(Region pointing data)
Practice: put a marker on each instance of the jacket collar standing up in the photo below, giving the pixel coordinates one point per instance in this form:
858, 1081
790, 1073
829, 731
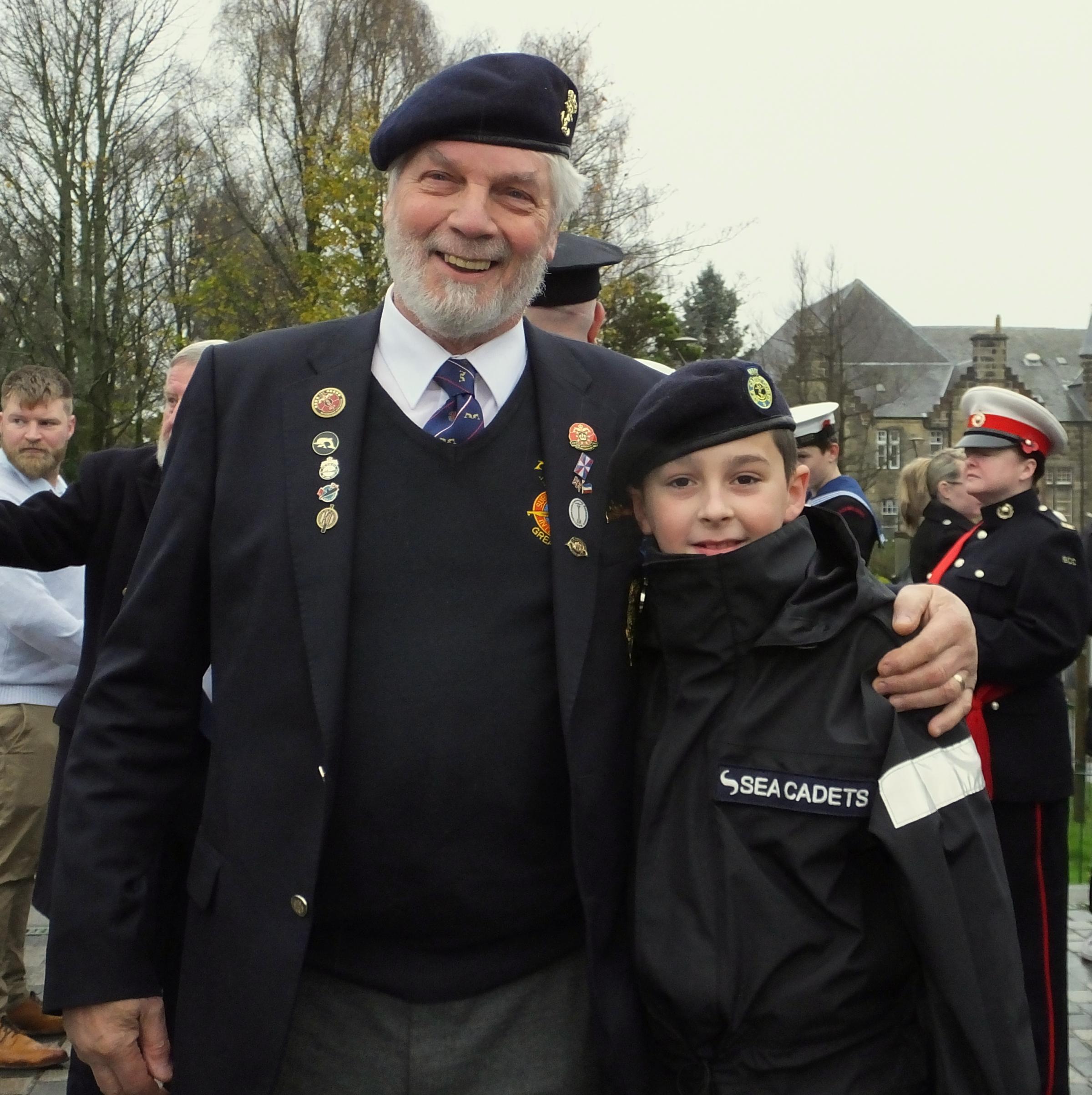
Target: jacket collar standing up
566, 396
797, 587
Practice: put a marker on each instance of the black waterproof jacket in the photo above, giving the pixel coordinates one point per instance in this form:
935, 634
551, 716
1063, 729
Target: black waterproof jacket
821, 900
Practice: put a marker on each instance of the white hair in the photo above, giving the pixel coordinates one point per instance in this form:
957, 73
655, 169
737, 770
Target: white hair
191, 354
566, 185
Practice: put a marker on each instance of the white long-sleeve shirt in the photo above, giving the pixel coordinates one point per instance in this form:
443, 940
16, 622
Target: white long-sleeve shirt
41, 616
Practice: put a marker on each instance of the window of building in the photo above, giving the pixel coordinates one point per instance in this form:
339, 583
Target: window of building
889, 449
1057, 491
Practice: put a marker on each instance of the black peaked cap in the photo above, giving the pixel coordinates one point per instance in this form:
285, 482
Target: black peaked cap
573, 274
699, 405
516, 100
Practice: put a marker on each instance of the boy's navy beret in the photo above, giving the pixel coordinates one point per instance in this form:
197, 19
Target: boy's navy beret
517, 100
699, 405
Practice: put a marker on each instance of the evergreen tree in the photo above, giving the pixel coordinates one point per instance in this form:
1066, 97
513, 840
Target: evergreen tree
711, 315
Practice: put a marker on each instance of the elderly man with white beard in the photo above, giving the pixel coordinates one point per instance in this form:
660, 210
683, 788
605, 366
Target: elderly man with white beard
390, 535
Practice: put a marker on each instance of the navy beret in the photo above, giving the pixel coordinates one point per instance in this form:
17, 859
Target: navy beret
516, 100
699, 405
573, 274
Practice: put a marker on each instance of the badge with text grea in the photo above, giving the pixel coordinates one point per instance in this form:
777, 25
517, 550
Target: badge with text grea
789, 791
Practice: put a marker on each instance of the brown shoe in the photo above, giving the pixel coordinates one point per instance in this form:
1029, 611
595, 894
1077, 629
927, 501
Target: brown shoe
30, 1019
18, 1051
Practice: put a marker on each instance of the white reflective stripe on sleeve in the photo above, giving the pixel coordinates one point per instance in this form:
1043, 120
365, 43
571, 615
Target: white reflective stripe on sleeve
917, 787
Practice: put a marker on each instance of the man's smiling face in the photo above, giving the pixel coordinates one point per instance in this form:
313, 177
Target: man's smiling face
718, 500
469, 233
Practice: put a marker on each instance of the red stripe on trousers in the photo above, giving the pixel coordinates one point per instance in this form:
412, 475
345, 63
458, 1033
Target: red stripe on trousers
1046, 949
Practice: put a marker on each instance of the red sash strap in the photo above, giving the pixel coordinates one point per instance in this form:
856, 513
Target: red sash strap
953, 553
985, 693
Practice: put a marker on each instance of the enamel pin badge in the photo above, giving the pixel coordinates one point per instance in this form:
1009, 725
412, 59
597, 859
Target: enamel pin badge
329, 402
582, 436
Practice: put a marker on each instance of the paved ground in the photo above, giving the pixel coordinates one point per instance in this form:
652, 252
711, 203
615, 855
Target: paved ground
53, 1081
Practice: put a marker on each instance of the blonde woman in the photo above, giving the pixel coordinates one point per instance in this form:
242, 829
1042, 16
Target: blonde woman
949, 513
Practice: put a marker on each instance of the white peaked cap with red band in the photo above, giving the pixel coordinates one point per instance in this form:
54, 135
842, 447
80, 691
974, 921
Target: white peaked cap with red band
812, 418
996, 418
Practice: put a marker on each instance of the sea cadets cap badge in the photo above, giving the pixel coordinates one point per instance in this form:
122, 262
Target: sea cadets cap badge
759, 390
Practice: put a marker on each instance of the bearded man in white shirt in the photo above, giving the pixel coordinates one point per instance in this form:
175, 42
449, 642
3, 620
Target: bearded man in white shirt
390, 536
41, 633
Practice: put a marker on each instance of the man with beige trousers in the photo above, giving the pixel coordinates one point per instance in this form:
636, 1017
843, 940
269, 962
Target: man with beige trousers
41, 632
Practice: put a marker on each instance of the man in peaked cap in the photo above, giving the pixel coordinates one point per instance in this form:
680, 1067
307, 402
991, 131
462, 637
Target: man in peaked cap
817, 447
1022, 574
569, 303
388, 536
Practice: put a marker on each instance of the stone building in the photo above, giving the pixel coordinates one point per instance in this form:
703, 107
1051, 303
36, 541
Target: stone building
900, 386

■ **PROBLEM TO SOLVE**
The entries above are to be restated verbatim, with no pictures carried over.

■ **ANSWER**
Practice: put a marker on each instance of the jacket collar standing up in the photo below, giving the pixel coordinates one point per instance in this form:
858, 1081
790, 1073
829, 731
Target: jacket collar standing up
566, 396
797, 587
Practice: put a marker on each instance of the black waterproof jacket in the photo above, giving the pixel coordinates one point per instance in this form:
935, 634
551, 716
1063, 729
Target: black waterproof jacket
821, 900
Practice: put a marker on each instance of the white hair in the photo above, giving the pixel coordinates one point per instance in this form:
957, 73
655, 169
737, 770
Target: white hair
191, 354
566, 185
Practice: put a marker on each instance of the white long-sleeve shirt in the photo above, giving the pixel coordinates one point per instance in this form:
443, 940
16, 622
Target: white long-sleeve shirt
41, 616
Practice: put a marker on each instance of the window of building in the photo above, giving the pixel coordinates one point per instance in this form:
339, 583
Target: window of building
889, 449
1057, 491
Practice: put a marker on each instance of the black peaked cap in the photo above, giving the pixel coordinates one point per instance in this form:
285, 482
Target: black peaked cap
573, 274
699, 405
516, 100
Practice: put a marker on each instance of the boy's navy beret in the photo above, giving the pixel coordinates one point per instance in this form:
197, 19
Target: boy's navy beret
517, 100
699, 405
Practice: put a marker on each instance of the evergreen tree in the photo above, giving the pixel coordinates one point per instance in this form:
1066, 97
513, 840
Target: evergreen tree
711, 315
Practice: put a marker on each instance of the elderly man with white beard in the photo above, giving the pixel coordinates one point per instance in this form:
660, 210
683, 788
605, 366
Target: elderly man with white beard
390, 535
Practice: put a marker on each instance of the navy beret in the photo above, giving the pixel coordinates one point per instance in this form:
17, 859
Target: navy beret
516, 100
699, 405
573, 274
Practice: put a marker on each instance of the badge with text grea in the photo above, giving the pixel coordinates one point per instance in this form:
777, 25
517, 550
Target: badge with text grea
789, 791
Practice: put a marker on each instance of the brown shoe in the photo above, giving the pixel coordinates one point per instance in this form:
1029, 611
595, 894
1077, 629
927, 501
Target: brown shoe
30, 1019
18, 1051
Practice: put a marker on each instance of the white reflective stripe on sleeve in the photo above, giving the pixel coordinates one point per instance in this form:
1043, 120
365, 43
571, 615
Target: white reflective stripe on sleeve
917, 787
Practice: put a marker on each instance of the man's smiling face in the photo above, giving the pixel coordinates one point per instance in this form:
313, 177
Target: man's smiling face
718, 500
469, 233
Practice: put a marker on each instance of the red stripe on trousers in the photo above, giving the pixel coordinates one point per instance in this form:
412, 475
345, 63
458, 1033
Target: red stripe on trousers
1046, 949
Practice: put a marker on each instance of the red sash strap in the photo above, giving the pixel coordinates one point per instance in this form:
856, 513
Target: red sash strap
953, 553
985, 693
Practice: put a marker on each instance of the enamel pin badge in the photo above, giving the pixel coordinates one point per instance in this form:
1009, 725
412, 59
597, 859
Target: enamel pin badge
329, 402
582, 436
Practice: put a marker on each instance of the paved ground in the photo above, giving the pixel coordinates one point per instance in this form:
652, 252
711, 203
615, 855
Target: paved ground
53, 1081
Practice: put a marker on each instance of the blonde woman in the photo above, giving the pixel coordinates one point per instance in this form:
242, 829
1042, 16
Target: blonde woman
949, 513
Practice: put a marker on each instance of the white peaked cap with red band in the photo above, giving the pixel coordinates one point per instance in this form:
54, 135
842, 447
80, 691
974, 921
Target: white peaked cap with red band
812, 418
996, 418
Practice: put a marker on each instance of the sea cadets cap badge in the photo above, giving the pixel coordinates one point per instance in this form:
122, 262
Target: sea cadets cap badge
759, 390
Practice: put a marker on each instance of the bearded man in white shirt in the photo above, giving the pixel coordinates one point per instance in this form:
175, 42
449, 642
3, 620
Target: bearded man in white shirt
390, 536
41, 633
Practice: put a marker on each instance of the man with beige trousers in the photo above, giving the pixel coordinates one point per instance in this form:
636, 1017
843, 940
269, 962
Target: man with beige trousers
41, 632
Practice: put a marker on each instance of the man in peaked cap in the photo above, giving the pixel coordinates one point per instance in this form:
680, 1067
307, 402
991, 131
462, 637
Target: man in peaked cap
817, 447
1022, 574
569, 303
388, 536
Practice: put a marker on each instance of the stone building in the photo above, giving the pixel coordinates one point per instance in this form:
703, 107
1051, 303
36, 541
Target: stone building
900, 386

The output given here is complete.